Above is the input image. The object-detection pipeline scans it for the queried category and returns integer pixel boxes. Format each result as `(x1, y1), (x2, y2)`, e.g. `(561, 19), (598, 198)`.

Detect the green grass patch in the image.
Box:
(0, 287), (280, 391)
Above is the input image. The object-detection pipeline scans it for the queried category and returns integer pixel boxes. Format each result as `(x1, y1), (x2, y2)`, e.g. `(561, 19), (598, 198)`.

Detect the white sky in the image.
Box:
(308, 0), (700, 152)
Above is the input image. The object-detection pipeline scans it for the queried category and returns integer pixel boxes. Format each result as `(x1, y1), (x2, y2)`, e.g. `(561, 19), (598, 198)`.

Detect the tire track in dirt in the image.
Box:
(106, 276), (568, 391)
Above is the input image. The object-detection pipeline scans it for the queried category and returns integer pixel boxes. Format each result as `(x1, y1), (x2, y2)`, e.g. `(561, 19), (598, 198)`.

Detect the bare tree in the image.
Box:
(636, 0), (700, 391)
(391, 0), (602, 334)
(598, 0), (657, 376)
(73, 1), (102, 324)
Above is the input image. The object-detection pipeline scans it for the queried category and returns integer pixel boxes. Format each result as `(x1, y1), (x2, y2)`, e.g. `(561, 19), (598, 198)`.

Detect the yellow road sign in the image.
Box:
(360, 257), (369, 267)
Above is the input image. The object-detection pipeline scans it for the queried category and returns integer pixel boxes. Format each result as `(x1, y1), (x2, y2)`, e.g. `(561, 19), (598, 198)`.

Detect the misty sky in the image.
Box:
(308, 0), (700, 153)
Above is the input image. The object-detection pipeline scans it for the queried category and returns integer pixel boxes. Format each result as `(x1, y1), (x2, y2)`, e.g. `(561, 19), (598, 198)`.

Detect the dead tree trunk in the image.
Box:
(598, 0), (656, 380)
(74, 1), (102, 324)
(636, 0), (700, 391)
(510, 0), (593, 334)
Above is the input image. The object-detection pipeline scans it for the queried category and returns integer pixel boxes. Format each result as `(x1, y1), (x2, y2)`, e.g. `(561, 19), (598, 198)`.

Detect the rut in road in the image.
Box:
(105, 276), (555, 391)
********************
_Goal of the exercise_. Reproduce all of the records above verbatim, line for line and in their original order.

_Written solution_.
Above is the input image. The object-detection pipeline scans it for the queried category and returns integer pixel boxes. Format each result as `(x1, y1), (x2, y2)`, e.g. `(561, 19), (598, 198)`.

Detect the green grass patch in the image.
Box:
(0, 287), (280, 391)
Above is the input image. The object-detection pipeline scans it for the queried category and returns integer pixel boxes. Format each result as `(x1, y1), (x2, y2)`, e.g. `(561, 19), (598, 198)`.

Detect the white sky in the image.
Box:
(308, 0), (700, 152)
Above is the input image. The object-detection pipeline scans it for the queried category and returns integer pixel boxes. Format each result as `(x1, y1), (x2, y2)`, e.g. `(561, 19), (598, 198)`.

Detect the tire track in dirt in the image.
Box:
(106, 276), (568, 391)
Above is the input image. The object-detection pipeline scans it for the queried category and returns integer pixel boxes. Format each result as `(x1, y1), (x2, y2)`, e.g. `(561, 19), (598, 198)`.

Detect the bare tree in the image.
Box:
(636, 0), (700, 391)
(391, 0), (602, 334)
(598, 0), (657, 376)
(73, 1), (102, 324)
Above is the input image. The object-detection pipeline scans it for the queried category and returns integer pixel boxes. Format each result as `(x1, y1), (x2, y2)`, e.g. `(561, 19), (598, 198)`.

Detect the yellow road sign in the image.
Box:
(360, 257), (369, 267)
Above is the input image. The object-detection pipeline scans it for the queried category and returns integer pixel boxes. Format each result as `(x1, y1), (x2, y2)`, e.g. `(561, 19), (598, 198)`.

Detect the misty sky in the image.
Box:
(308, 0), (700, 153)
Above is the input image. The object-detection pipeline scans it for the queried category and returns integer pixel boxes. Format each result as `(x1, y1), (x2, y2)`, e.g. `(561, 19), (598, 198)`.

Detect the dead tree trunk in the image.
Box:
(598, 0), (656, 380)
(74, 1), (102, 324)
(636, 0), (700, 391)
(510, 0), (593, 334)
Above is the input image. The object-detection pipeline scans it for the queried category and returns integer pixel boxes. Format each result as `(x1, y1), (x2, y2)`, e.g. `(561, 19), (598, 198)`.

Detect the rut in road in the image.
Box:
(105, 276), (555, 391)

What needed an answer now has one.